--- BEGIN DATA EXTRACT ---

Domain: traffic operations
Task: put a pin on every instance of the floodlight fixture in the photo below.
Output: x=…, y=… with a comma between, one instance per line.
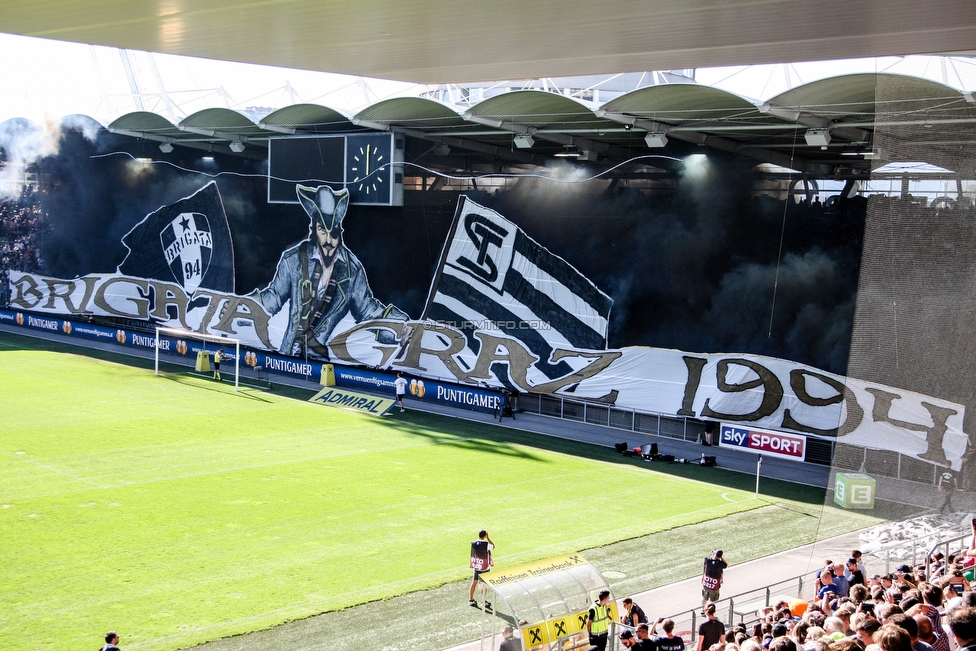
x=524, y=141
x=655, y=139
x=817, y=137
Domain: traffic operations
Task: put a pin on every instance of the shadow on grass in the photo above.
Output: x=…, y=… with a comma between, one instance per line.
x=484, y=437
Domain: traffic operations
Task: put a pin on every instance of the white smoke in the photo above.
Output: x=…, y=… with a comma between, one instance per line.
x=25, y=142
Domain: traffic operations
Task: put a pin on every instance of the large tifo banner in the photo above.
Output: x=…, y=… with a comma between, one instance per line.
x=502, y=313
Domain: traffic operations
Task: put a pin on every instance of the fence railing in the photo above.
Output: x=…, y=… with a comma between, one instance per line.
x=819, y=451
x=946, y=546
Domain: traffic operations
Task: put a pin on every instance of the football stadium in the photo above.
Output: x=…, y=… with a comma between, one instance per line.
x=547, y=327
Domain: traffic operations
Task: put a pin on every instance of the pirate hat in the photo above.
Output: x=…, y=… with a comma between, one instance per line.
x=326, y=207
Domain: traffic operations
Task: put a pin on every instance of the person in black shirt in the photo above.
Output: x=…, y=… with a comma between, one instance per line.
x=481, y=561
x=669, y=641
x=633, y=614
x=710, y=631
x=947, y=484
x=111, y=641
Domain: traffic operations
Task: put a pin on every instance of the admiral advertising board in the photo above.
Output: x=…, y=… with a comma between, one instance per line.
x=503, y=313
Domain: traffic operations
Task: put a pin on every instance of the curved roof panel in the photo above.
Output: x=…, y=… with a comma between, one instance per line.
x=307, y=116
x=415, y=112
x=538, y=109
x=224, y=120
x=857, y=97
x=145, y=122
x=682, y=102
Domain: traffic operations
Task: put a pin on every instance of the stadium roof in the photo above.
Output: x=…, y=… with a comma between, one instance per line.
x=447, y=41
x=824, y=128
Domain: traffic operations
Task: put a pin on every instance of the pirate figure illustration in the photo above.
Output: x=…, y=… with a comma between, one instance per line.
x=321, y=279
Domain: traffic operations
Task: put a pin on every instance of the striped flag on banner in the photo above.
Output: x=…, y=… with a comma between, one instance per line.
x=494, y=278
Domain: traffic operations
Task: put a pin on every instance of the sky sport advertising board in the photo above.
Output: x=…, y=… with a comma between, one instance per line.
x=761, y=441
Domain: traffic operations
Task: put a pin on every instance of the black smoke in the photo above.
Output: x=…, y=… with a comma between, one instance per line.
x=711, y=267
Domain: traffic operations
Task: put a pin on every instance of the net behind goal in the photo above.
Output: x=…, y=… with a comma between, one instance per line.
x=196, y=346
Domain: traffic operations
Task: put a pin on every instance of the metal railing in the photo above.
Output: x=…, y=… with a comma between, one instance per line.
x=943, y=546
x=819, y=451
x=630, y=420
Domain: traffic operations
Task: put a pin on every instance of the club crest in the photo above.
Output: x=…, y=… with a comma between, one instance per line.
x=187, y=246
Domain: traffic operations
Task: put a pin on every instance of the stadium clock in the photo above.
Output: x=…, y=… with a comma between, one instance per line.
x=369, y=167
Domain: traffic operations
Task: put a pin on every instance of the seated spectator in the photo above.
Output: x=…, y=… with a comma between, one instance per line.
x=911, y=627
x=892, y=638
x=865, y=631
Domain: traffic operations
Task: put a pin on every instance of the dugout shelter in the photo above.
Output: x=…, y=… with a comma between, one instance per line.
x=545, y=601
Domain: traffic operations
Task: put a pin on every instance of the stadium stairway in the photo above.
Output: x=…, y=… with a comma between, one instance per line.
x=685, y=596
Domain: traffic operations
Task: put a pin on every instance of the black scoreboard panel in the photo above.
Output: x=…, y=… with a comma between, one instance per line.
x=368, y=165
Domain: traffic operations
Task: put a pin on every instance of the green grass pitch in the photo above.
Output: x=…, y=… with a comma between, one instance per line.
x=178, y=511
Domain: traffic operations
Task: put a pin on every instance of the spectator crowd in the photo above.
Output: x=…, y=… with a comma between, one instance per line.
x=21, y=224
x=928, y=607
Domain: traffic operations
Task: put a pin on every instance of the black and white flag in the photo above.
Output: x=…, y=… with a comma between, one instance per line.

--- END DATA EXTRACT ---

Rewrite all the records above, replacing "put a pin on" with "mark" and leaving everything else unchanged. Omit the pictures.

§ **EXERCISE RESULT**:
Domain: traffic operations
Task: mark every instance of the floodlight fixture in the photo below.
Output: x=…, y=… with a comma between, one instance per line.
x=524, y=141
x=655, y=139
x=817, y=137
Domain: traffic operations
Task: mark every instance of the shadow on grass in the photo above.
Output: x=…, y=… with a comma between, one instance per line.
x=484, y=437
Domain: traffic operations
Task: mark every instance of the white smoke in the photo above.
Output: x=…, y=… with a comma between, one instance per line.
x=25, y=142
Domain: traffic operations
Task: mark every instance of the large tifo banner in the photo above.
Output: x=…, y=… with a comma between, one instance per line.
x=502, y=313
Domain: traffic operations
Task: mark every instance of the fence railing in the photo above.
Output: x=…, y=… with a comma between, one instance per line.
x=819, y=451
x=946, y=546
Domain: traffic operations
Task: mark every instance of the football stadium in the photo above.
Output: x=…, y=… with a comma between, one instance per line.
x=547, y=327
Domain: traffic operations
Task: mark every instance of the pirate hat in the photo above.
Output: x=…, y=… with a comma between, one instance per line.
x=326, y=207
Domain: traffic operations
Task: mark every instance of the person in black shirt in the photo above.
Output: x=…, y=… with a comma between, one instance per line.
x=481, y=561
x=669, y=641
x=633, y=614
x=710, y=631
x=947, y=484
x=111, y=641
Domain: traffic operations
Task: mark every instance of the admiral advertising board in the photo above.
Output: x=…, y=… with a comma between, one instance per line.
x=503, y=313
Domain: traffic operations
Task: mark every instance of the curved roof panel in the photo above.
Output: x=…, y=… with a comma between, one instance per line.
x=307, y=116
x=415, y=112
x=538, y=109
x=224, y=120
x=857, y=97
x=145, y=122
x=682, y=102
Domain: traffic operations
Task: mark every instance of the stadium roof in the photo above.
Output: x=…, y=… with a comma between, one instance per line.
x=447, y=41
x=824, y=128
Domain: traffic operations
Task: mark every instance of the pirate figure illustration in the photo above.
Output: x=…, y=… with a comma between, one instance per line.
x=321, y=279
Domain: traffic operations
Task: mark every instance of the striped flag on banner in the photo above.
Output: x=…, y=… with a comma between, one instance per line.
x=494, y=278
Domain: traffic operations
Task: mark every instance of the sky sport advertising board in the photo above.
Output: x=…, y=… with a comma between, one instance per line.
x=761, y=441
Domain: traffic operations
Task: mark every instance of the black smoke in the photo above.
Output: x=…, y=… with a comma between, one instance per line.
x=711, y=267
Domain: traffic operations
Task: mark every instance of the net behind goal in the photo above.
Output: x=…, y=… with a comma between, one instance per line.
x=196, y=346
Domain: traffic operations
Task: mark every instance of the metal railing in the photo above.
Output: x=…, y=… with a comma between, one instance per line.
x=943, y=546
x=819, y=451
x=630, y=420
Domain: traffic operations
Task: mark every instance of the club crest in the photo above.
Output: x=…, y=… with a comma between, one instance per line.
x=187, y=246
Domain: traffic operations
Task: mark every instance of the stadium clock in the photo above.
Output: x=…, y=… with a comma between, one instance per line.
x=369, y=167
Domain: traffic operations
Task: mark every instance of the seated spectator in the photo above.
Output: x=…, y=… with a comma between, one instance per line.
x=911, y=627
x=892, y=638
x=865, y=631
Domain: traffic operations
Task: mark every instance of the dugout shelter in the photo above.
Output: x=…, y=… with a comma between, one instance per line.
x=545, y=601
Domain: traffic operations
Task: mark every instance of the stadium stairway in the photo above.
Output: x=…, y=… with a comma between, one instance per line.
x=685, y=596
Domain: traffic operations
Task: mark every instance of the black scoreboard panel in the photo above.
Output: x=…, y=… with a comma between, one instance per line.
x=368, y=165
Domain: traffic operations
Task: mark every instance of the green grass pitch in the photo above.
Output: x=…, y=… with a comma between, one instance per line.
x=178, y=511
Domain: traffic operations
Task: mark every instance of the spectator crowd in the photo above.
Output: x=…, y=… with a comma between, one instance per line.
x=21, y=224
x=928, y=607
Domain: traffic operations
Task: mark every instance of the black and white flag in the photo above.
Output: x=…, y=… with a comma between, one instance per line.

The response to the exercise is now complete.